Try it:
Lines from the one containing "Target: white microwave" to the end of the data below are to be restated exactly, with both ends included and nothing else.

Photo-based referring expression data:
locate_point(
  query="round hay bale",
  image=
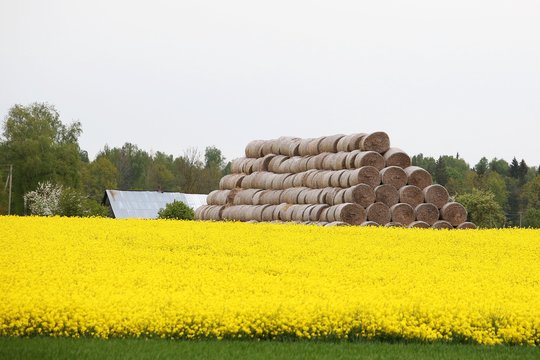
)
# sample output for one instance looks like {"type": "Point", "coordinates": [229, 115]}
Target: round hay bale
{"type": "Point", "coordinates": [361, 194]}
{"type": "Point", "coordinates": [377, 141]}
{"type": "Point", "coordinates": [442, 224]}
{"type": "Point", "coordinates": [402, 213]}
{"type": "Point", "coordinates": [351, 158]}
{"type": "Point", "coordinates": [378, 212]}
{"type": "Point", "coordinates": [418, 177]}
{"type": "Point", "coordinates": [303, 147]}
{"type": "Point", "coordinates": [316, 211]}
{"type": "Point", "coordinates": [411, 195]}
{"type": "Point", "coordinates": [419, 224]}
{"type": "Point", "coordinates": [386, 194]}
{"type": "Point", "coordinates": [313, 147]}
{"type": "Point", "coordinates": [436, 194]}
{"type": "Point", "coordinates": [369, 158]}
{"type": "Point", "coordinates": [254, 148]}
{"type": "Point", "coordinates": [426, 212]}
{"type": "Point", "coordinates": [394, 175]}
{"type": "Point", "coordinates": [364, 175]}
{"type": "Point", "coordinates": [454, 213]}
{"type": "Point", "coordinates": [329, 143]}
{"type": "Point", "coordinates": [353, 214]}
{"type": "Point", "coordinates": [231, 181]}
{"type": "Point", "coordinates": [394, 224]}
{"type": "Point", "coordinates": [466, 225]}
{"type": "Point", "coordinates": [337, 223]}
{"type": "Point", "coordinates": [397, 157]}
{"type": "Point", "coordinates": [275, 162]}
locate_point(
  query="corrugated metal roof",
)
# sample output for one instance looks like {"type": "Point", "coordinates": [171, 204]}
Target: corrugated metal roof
{"type": "Point", "coordinates": [146, 204]}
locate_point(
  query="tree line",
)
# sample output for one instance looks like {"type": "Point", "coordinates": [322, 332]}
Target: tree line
{"type": "Point", "coordinates": [42, 148]}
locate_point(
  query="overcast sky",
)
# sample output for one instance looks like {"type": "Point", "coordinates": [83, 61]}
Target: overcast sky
{"type": "Point", "coordinates": [440, 77]}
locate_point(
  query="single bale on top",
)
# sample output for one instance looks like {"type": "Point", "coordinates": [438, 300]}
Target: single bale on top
{"type": "Point", "coordinates": [397, 157]}
{"type": "Point", "coordinates": [418, 177]}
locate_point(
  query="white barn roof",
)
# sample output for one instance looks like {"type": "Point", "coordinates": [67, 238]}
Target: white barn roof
{"type": "Point", "coordinates": [146, 204]}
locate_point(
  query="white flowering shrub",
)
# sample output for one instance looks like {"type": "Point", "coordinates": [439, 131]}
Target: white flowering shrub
{"type": "Point", "coordinates": [45, 200]}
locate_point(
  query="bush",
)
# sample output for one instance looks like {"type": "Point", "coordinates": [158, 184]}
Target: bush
{"type": "Point", "coordinates": [176, 210]}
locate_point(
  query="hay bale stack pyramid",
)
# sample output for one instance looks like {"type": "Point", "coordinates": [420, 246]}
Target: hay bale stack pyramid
{"type": "Point", "coordinates": [356, 179]}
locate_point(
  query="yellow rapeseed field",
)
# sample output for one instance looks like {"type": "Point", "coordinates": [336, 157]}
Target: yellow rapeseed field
{"type": "Point", "coordinates": [175, 279]}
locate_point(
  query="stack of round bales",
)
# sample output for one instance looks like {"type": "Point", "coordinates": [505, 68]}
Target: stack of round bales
{"type": "Point", "coordinates": [356, 179]}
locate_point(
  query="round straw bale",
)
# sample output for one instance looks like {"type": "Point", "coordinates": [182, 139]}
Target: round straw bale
{"type": "Point", "coordinates": [274, 163]}
{"type": "Point", "coordinates": [337, 223]}
{"type": "Point", "coordinates": [316, 211]}
{"type": "Point", "coordinates": [402, 213]}
{"type": "Point", "coordinates": [313, 147]}
{"type": "Point", "coordinates": [362, 194]}
{"type": "Point", "coordinates": [426, 212]}
{"type": "Point", "coordinates": [418, 177]}
{"type": "Point", "coordinates": [419, 224]}
{"type": "Point", "coordinates": [351, 158]}
{"type": "Point", "coordinates": [442, 224]}
{"type": "Point", "coordinates": [411, 195]}
{"type": "Point", "coordinates": [231, 181]}
{"type": "Point", "coordinates": [436, 194]}
{"type": "Point", "coordinates": [377, 141]}
{"type": "Point", "coordinates": [467, 225]}
{"type": "Point", "coordinates": [394, 175]}
{"type": "Point", "coordinates": [364, 175]}
{"type": "Point", "coordinates": [454, 213]}
{"type": "Point", "coordinates": [386, 194]}
{"type": "Point", "coordinates": [254, 148]}
{"type": "Point", "coordinates": [378, 212]}
{"type": "Point", "coordinates": [369, 158]}
{"type": "Point", "coordinates": [397, 157]}
{"type": "Point", "coordinates": [303, 148]}
{"type": "Point", "coordinates": [353, 214]}
{"type": "Point", "coordinates": [329, 143]}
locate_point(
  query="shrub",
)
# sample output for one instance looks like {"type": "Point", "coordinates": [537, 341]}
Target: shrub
{"type": "Point", "coordinates": [176, 210]}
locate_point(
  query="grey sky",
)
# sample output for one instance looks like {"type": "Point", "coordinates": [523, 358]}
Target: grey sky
{"type": "Point", "coordinates": [440, 77]}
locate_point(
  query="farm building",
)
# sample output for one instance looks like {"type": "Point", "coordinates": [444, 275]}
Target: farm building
{"type": "Point", "coordinates": [145, 204]}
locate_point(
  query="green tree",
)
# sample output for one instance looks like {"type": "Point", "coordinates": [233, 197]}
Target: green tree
{"type": "Point", "coordinates": [41, 148]}
{"type": "Point", "coordinates": [482, 208]}
{"type": "Point", "coordinates": [176, 210]}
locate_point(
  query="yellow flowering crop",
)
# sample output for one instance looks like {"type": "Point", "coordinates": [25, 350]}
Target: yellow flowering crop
{"type": "Point", "coordinates": [175, 279]}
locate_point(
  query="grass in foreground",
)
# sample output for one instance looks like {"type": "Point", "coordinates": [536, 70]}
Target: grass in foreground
{"type": "Point", "coordinates": [69, 348]}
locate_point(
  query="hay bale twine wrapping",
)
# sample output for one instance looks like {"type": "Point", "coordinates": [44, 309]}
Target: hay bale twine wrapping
{"type": "Point", "coordinates": [353, 214]}
{"type": "Point", "coordinates": [378, 212]}
{"type": "Point", "coordinates": [231, 181]}
{"type": "Point", "coordinates": [467, 225]}
{"type": "Point", "coordinates": [411, 195]}
{"type": "Point", "coordinates": [397, 157]}
{"type": "Point", "coordinates": [364, 175]}
{"type": "Point", "coordinates": [454, 213]}
{"type": "Point", "coordinates": [436, 194]}
{"type": "Point", "coordinates": [350, 142]}
{"type": "Point", "coordinates": [369, 158]}
{"type": "Point", "coordinates": [419, 224]}
{"type": "Point", "coordinates": [377, 141]}
{"type": "Point", "coordinates": [394, 175]}
{"type": "Point", "coordinates": [254, 148]}
{"type": "Point", "coordinates": [418, 177]}
{"type": "Point", "coordinates": [361, 194]}
{"type": "Point", "coordinates": [386, 194]}
{"type": "Point", "coordinates": [442, 224]}
{"type": "Point", "coordinates": [402, 213]}
{"type": "Point", "coordinates": [426, 212]}
{"type": "Point", "coordinates": [330, 143]}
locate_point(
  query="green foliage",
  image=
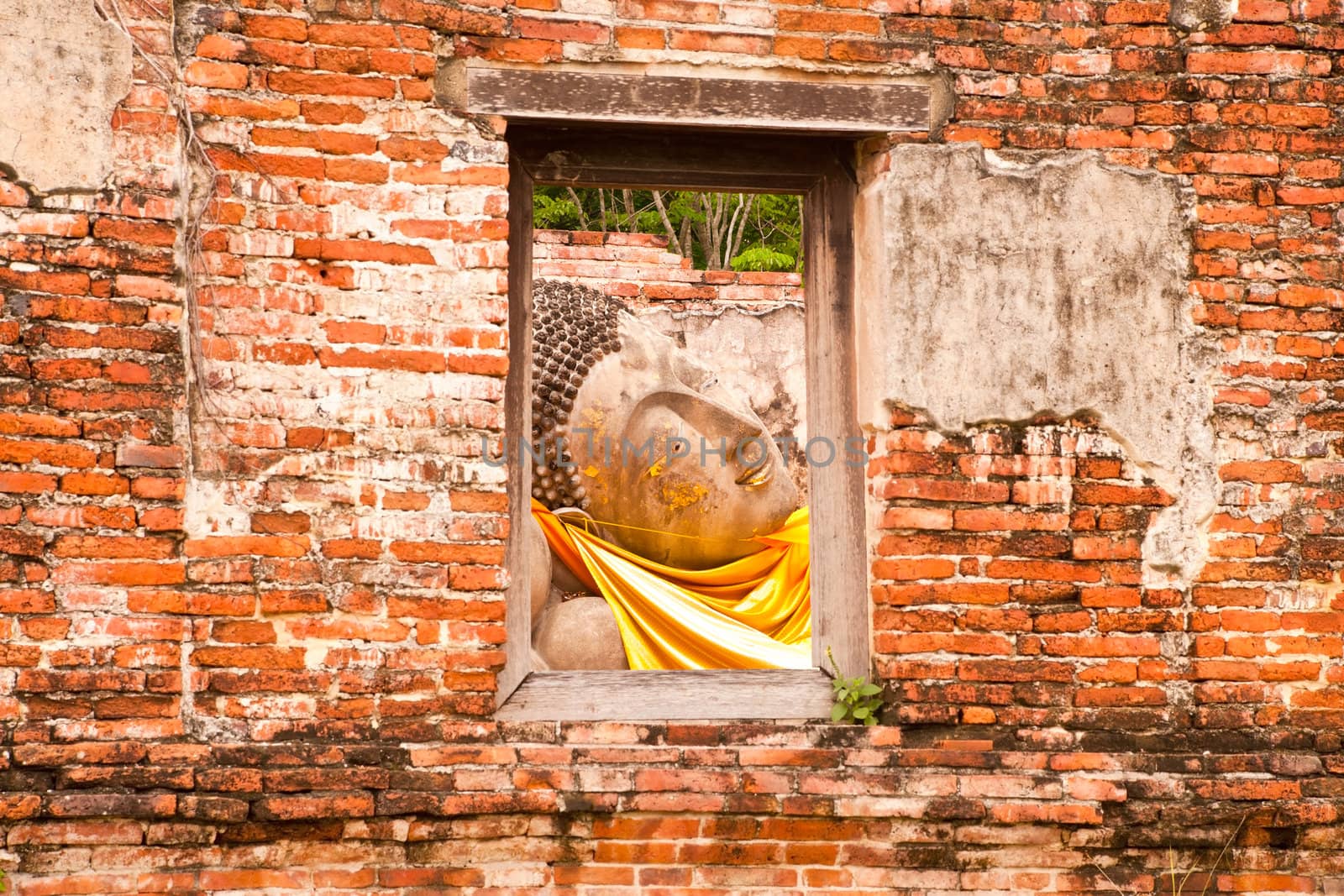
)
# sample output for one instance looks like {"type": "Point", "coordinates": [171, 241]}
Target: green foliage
{"type": "Point", "coordinates": [554, 212]}
{"type": "Point", "coordinates": [709, 228]}
{"type": "Point", "coordinates": [858, 700]}
{"type": "Point", "coordinates": [764, 258]}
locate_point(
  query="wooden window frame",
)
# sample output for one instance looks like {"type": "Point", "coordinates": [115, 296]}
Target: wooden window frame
{"type": "Point", "coordinates": [822, 168]}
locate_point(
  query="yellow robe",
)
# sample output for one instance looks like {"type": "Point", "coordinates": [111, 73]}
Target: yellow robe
{"type": "Point", "coordinates": [754, 613]}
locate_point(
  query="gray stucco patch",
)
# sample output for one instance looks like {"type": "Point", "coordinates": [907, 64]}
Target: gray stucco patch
{"type": "Point", "coordinates": [64, 70]}
{"type": "Point", "coordinates": [992, 291]}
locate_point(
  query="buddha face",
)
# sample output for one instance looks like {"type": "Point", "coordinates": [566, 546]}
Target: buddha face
{"type": "Point", "coordinates": [675, 466]}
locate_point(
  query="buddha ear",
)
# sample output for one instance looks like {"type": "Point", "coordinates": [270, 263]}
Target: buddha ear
{"type": "Point", "coordinates": [577, 516]}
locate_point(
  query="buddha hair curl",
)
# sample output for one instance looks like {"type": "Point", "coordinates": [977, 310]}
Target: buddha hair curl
{"type": "Point", "coordinates": [573, 328]}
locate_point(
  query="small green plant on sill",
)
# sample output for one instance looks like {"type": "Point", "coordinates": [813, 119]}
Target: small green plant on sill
{"type": "Point", "coordinates": [858, 700]}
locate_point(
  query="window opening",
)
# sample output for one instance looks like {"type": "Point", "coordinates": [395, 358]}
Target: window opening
{"type": "Point", "coordinates": [669, 437]}
{"type": "Point", "coordinates": [822, 170]}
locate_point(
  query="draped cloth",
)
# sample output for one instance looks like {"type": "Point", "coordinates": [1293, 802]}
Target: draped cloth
{"type": "Point", "coordinates": [754, 613]}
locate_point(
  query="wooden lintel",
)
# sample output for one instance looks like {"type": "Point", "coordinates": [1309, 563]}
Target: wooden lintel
{"type": "Point", "coordinates": [842, 107]}
{"type": "Point", "coordinates": [671, 160]}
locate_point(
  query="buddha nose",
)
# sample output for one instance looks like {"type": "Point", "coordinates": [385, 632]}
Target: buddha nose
{"type": "Point", "coordinates": [732, 421]}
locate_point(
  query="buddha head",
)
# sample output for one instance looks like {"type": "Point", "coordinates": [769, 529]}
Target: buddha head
{"type": "Point", "coordinates": [640, 436]}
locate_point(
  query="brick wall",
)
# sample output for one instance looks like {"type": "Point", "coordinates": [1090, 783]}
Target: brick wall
{"type": "Point", "coordinates": [252, 638]}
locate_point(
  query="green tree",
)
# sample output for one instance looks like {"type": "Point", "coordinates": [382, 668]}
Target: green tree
{"type": "Point", "coordinates": [718, 231]}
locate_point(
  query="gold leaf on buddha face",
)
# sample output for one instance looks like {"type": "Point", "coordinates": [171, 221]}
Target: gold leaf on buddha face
{"type": "Point", "coordinates": [709, 476]}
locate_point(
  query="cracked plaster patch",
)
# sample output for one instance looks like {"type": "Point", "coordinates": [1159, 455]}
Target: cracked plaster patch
{"type": "Point", "coordinates": [992, 291]}
{"type": "Point", "coordinates": [64, 70]}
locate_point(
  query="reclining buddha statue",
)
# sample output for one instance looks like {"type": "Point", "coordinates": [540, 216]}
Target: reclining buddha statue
{"type": "Point", "coordinates": [665, 532]}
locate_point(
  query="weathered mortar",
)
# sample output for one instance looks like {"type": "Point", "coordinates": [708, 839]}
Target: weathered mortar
{"type": "Point", "coordinates": [1059, 288]}
{"type": "Point", "coordinates": [64, 69]}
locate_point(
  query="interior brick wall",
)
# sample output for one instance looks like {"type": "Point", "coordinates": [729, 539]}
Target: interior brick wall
{"type": "Point", "coordinates": [252, 637]}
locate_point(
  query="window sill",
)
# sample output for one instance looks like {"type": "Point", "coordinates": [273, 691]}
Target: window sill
{"type": "Point", "coordinates": [656, 696]}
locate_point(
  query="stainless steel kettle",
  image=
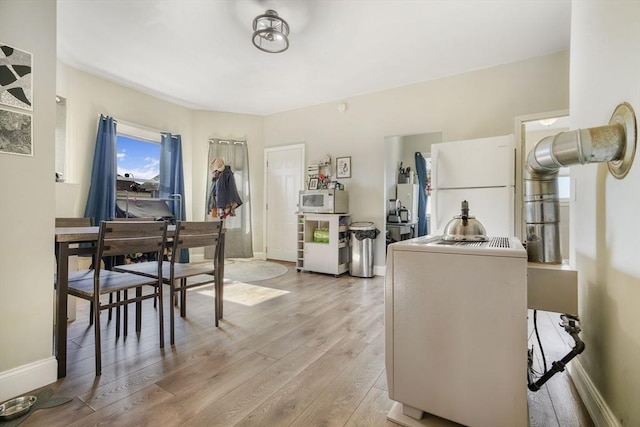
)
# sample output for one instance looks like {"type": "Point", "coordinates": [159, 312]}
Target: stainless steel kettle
{"type": "Point", "coordinates": [465, 227]}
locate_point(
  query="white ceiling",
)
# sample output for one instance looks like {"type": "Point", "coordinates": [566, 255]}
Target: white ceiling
{"type": "Point", "coordinates": [198, 53]}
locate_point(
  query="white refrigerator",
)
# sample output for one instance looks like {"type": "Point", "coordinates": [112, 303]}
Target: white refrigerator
{"type": "Point", "coordinates": [480, 171]}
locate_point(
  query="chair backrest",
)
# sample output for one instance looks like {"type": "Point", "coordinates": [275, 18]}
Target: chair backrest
{"type": "Point", "coordinates": [131, 218]}
{"type": "Point", "coordinates": [126, 237]}
{"type": "Point", "coordinates": [196, 234]}
{"type": "Point", "coordinates": [74, 222]}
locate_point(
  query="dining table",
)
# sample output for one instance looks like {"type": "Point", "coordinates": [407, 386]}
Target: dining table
{"type": "Point", "coordinates": [71, 241]}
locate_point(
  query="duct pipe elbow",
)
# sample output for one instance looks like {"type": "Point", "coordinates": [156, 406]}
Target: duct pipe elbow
{"type": "Point", "coordinates": [614, 143]}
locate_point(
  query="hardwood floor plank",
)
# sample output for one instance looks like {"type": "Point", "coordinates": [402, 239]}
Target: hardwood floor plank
{"type": "Point", "coordinates": [196, 399]}
{"type": "Point", "coordinates": [288, 403]}
{"type": "Point", "coordinates": [62, 415]}
{"type": "Point", "coordinates": [336, 404]}
{"type": "Point", "coordinates": [313, 356]}
{"type": "Point", "coordinates": [372, 411]}
{"type": "Point", "coordinates": [231, 408]}
{"type": "Point", "coordinates": [124, 411]}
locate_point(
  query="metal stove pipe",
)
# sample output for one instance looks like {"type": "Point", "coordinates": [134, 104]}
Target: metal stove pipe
{"type": "Point", "coordinates": [613, 143]}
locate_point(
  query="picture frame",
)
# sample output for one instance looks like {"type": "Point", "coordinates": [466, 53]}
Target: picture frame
{"type": "Point", "coordinates": [16, 133]}
{"type": "Point", "coordinates": [16, 81]}
{"type": "Point", "coordinates": [343, 167]}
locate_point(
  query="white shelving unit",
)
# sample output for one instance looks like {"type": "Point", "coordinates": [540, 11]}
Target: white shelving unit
{"type": "Point", "coordinates": [331, 254]}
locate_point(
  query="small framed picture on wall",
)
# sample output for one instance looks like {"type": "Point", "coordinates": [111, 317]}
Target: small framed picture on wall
{"type": "Point", "coordinates": [343, 167]}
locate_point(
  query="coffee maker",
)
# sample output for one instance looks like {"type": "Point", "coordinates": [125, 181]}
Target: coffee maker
{"type": "Point", "coordinates": [393, 211]}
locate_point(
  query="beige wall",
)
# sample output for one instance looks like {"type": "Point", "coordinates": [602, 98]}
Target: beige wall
{"type": "Point", "coordinates": [605, 70]}
{"type": "Point", "coordinates": [208, 125]}
{"type": "Point", "coordinates": [473, 105]}
{"type": "Point", "coordinates": [26, 211]}
{"type": "Point", "coordinates": [88, 97]}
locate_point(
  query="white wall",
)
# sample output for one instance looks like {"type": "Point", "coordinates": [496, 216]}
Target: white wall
{"type": "Point", "coordinates": [605, 71]}
{"type": "Point", "coordinates": [26, 212]}
{"type": "Point", "coordinates": [472, 105]}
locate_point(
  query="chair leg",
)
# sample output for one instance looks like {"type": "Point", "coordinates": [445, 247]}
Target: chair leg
{"type": "Point", "coordinates": [125, 314]}
{"type": "Point", "coordinates": [215, 304]}
{"type": "Point", "coordinates": [110, 302]}
{"type": "Point", "coordinates": [160, 313]}
{"type": "Point", "coordinates": [172, 296]}
{"type": "Point", "coordinates": [138, 310]}
{"type": "Point", "coordinates": [117, 315]}
{"type": "Point", "coordinates": [96, 326]}
{"type": "Point", "coordinates": [183, 297]}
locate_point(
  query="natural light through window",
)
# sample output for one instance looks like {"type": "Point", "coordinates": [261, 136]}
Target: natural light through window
{"type": "Point", "coordinates": [138, 158]}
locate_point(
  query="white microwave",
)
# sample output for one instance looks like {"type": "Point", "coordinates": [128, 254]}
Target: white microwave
{"type": "Point", "coordinates": [323, 201]}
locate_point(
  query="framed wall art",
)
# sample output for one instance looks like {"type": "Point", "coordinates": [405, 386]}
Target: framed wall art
{"type": "Point", "coordinates": [343, 167]}
{"type": "Point", "coordinates": [16, 133]}
{"type": "Point", "coordinates": [16, 77]}
{"type": "Point", "coordinates": [313, 184]}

Solution below:
Target: white microwave
{"type": "Point", "coordinates": [323, 201]}
locate_point(
  query="framed wall art",
)
# sample output for one instance looks like {"type": "Point", "coordinates": [405, 386]}
Target: framed wall art
{"type": "Point", "coordinates": [343, 167]}
{"type": "Point", "coordinates": [16, 133]}
{"type": "Point", "coordinates": [16, 77]}
{"type": "Point", "coordinates": [313, 184]}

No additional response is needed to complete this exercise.